2019年7月30日 (火)

アブ(Horsefly)対策

 毎年7月の終わりからお盆を過ぎる1ヶ月程度、アブに悩まされます。放牧を夜間放牧(午後15:30に放牧して、午前9:30に収牧)にして対応したりしますが、馬たちには試練の季節となります。

 馬は尾と尾が届かない範囲にある皮筋をブルブル振動させることでアブを追い払います。しかし、アブはこの尾と皮筋が及ばない、腹の下と腰を目掛けてしつこく刺しに来ます。

Horsefly アブ
YouTube: Horsefly アブ

 日高育成牧場では、ドライアイスを使用しないアブのボックストラップを使用しています。非常に沢山のアブを捕ることができますが・・・イタチごっこですかね。

Horsefly Trap (No need any dry Ice) アブトラップ
YouTube: Horsefly Trap (No need any dry Ice) アブトラップ

 非常に悩ましいアブですが対策が進まないのは、お盆を過ぎると途端にアブは少なくなるからでしょうか!?

- **提供データ**

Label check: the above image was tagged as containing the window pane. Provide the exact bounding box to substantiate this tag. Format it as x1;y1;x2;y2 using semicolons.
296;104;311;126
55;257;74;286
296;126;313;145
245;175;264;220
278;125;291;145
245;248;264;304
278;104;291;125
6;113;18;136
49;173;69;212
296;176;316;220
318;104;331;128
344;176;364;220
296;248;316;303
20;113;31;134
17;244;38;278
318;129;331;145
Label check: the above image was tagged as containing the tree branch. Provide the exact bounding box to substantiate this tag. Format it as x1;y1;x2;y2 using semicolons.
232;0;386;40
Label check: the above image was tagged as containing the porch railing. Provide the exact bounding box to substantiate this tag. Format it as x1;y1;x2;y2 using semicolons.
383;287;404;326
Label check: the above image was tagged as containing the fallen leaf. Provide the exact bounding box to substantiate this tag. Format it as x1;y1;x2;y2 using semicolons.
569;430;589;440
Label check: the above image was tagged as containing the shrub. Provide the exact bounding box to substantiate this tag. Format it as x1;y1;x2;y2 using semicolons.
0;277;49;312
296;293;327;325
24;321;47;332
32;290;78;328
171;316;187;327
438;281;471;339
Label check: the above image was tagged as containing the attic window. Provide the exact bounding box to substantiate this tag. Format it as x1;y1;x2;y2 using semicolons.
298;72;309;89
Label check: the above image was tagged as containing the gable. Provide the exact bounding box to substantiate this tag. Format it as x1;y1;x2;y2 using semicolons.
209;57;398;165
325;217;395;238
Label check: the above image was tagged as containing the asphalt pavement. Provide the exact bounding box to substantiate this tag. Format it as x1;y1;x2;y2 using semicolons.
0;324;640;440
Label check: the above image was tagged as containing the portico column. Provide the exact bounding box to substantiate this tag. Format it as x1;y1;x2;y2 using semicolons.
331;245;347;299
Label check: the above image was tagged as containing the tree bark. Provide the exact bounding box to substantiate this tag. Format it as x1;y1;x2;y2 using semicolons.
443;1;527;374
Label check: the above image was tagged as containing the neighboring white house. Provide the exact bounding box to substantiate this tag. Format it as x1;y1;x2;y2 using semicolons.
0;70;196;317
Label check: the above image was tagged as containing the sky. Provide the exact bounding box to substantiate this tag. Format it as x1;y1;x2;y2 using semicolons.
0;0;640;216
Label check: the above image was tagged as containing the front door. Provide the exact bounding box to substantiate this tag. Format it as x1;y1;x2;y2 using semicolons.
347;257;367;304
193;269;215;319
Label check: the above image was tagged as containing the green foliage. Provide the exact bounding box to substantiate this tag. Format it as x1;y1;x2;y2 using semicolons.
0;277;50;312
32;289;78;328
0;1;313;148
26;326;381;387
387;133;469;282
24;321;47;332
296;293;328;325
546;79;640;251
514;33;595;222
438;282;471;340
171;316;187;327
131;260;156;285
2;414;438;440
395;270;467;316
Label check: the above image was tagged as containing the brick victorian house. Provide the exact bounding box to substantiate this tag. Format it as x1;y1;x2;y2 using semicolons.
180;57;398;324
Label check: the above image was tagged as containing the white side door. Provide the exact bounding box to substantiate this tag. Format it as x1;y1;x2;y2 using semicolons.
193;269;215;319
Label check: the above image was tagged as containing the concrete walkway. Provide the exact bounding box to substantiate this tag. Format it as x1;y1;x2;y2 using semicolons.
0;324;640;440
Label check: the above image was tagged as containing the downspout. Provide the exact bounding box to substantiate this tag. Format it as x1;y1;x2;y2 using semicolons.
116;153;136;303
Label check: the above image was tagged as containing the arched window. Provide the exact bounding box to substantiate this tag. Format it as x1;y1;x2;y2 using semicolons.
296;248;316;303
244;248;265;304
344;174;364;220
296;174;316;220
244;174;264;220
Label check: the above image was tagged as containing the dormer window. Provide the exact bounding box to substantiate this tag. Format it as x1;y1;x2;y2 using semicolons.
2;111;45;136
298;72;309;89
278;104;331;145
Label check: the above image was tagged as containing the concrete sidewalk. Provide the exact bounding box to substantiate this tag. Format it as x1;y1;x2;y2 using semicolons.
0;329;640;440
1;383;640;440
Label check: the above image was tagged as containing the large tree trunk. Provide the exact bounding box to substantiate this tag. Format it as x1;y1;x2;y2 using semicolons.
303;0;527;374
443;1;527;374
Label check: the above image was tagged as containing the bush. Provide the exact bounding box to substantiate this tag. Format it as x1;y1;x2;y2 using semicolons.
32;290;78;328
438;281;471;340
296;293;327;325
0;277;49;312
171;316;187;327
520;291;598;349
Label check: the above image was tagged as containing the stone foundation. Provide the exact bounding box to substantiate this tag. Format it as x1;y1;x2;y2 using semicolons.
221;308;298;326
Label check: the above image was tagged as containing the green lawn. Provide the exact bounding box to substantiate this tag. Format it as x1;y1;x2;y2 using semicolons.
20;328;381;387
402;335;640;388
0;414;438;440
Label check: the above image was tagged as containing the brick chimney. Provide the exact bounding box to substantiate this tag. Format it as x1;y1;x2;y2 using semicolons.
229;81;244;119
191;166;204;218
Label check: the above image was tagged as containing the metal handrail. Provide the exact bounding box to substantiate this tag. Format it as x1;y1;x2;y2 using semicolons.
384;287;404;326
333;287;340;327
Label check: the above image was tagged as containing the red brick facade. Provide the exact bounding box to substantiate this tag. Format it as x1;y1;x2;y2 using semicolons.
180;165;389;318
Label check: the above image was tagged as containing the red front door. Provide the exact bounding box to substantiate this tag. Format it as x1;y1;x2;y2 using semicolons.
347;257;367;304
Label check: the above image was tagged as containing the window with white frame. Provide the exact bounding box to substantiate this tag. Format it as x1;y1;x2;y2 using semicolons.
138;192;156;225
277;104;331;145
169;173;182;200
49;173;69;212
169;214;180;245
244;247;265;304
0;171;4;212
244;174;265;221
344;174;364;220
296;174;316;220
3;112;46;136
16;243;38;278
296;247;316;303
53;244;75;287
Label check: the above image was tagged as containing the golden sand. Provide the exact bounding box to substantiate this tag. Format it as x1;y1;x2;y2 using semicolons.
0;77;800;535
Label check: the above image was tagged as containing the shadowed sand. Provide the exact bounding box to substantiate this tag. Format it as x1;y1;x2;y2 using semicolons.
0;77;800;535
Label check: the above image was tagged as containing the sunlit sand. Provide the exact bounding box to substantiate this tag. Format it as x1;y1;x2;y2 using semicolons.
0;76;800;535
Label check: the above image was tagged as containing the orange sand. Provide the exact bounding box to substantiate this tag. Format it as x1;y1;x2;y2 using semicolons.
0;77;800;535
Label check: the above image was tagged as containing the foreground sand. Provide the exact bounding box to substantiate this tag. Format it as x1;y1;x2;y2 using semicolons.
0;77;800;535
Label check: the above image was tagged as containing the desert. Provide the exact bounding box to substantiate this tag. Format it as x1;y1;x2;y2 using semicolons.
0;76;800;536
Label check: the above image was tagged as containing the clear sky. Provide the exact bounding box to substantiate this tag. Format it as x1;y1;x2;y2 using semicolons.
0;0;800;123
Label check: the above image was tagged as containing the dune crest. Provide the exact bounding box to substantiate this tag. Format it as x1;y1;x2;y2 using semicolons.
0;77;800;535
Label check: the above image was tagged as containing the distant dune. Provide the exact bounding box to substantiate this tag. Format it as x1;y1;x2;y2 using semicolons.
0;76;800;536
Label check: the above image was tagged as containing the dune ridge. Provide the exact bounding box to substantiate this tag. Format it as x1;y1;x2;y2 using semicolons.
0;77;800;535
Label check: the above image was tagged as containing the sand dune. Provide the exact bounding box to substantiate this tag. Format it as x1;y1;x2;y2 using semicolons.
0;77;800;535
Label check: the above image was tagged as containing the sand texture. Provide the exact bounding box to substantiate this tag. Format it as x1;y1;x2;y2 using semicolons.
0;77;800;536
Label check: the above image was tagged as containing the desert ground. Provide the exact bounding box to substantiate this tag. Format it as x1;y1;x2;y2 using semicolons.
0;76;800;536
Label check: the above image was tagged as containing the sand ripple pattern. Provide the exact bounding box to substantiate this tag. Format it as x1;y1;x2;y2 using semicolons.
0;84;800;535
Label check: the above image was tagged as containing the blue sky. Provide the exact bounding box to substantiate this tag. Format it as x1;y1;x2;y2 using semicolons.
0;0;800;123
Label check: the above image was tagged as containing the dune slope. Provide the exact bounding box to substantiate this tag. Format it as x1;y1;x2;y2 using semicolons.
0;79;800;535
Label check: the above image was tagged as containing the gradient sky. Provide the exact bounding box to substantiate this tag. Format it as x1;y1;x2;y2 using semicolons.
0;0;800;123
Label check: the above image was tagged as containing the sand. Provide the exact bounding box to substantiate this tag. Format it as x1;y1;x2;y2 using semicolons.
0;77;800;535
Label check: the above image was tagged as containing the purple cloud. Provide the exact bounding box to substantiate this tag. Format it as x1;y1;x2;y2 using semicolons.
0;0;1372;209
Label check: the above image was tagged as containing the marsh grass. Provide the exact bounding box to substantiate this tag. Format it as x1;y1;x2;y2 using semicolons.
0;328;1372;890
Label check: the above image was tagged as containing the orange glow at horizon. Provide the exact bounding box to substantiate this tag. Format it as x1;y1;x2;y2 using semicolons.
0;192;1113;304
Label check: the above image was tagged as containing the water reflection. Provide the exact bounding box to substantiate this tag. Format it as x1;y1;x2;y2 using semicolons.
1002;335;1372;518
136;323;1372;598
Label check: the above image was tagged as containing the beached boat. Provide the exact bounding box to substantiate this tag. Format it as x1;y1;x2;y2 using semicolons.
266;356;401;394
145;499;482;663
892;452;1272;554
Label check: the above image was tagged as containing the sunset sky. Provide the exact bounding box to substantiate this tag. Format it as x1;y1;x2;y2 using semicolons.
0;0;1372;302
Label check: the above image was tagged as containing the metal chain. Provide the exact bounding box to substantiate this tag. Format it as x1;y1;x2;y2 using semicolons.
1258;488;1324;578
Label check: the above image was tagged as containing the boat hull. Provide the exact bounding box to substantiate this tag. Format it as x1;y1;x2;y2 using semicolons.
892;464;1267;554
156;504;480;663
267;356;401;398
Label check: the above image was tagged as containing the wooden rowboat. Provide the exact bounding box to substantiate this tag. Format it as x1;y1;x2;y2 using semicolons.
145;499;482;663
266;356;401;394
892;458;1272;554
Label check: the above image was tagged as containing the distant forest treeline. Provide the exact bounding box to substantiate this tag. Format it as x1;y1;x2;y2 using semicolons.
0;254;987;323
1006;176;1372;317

- **課題の説明**
次の1.〜3.がアブ対策の文章の内容と合っているかを、それぞれ「はい」か「いいえ」で答え、判断の根拠となる本文の語句をそのまま引用してください。
1. 夜間放牧では、午後に放牧して午前に収牧する。
2. 日高育成牧場のアブのトラップにはドライアイスが使われている。
3. アブは馬の腹の下と腰を狙って刺しに来る。

- **解答例**
1. はい。「午後15:30に放牧して、午前9:30に収牧」
2. いいえ。「ドライアイスを使用しないアブのボックストラップを使用しています」
3. はい。「腹の下と腰を目掛けてしつこく刺しに来ます」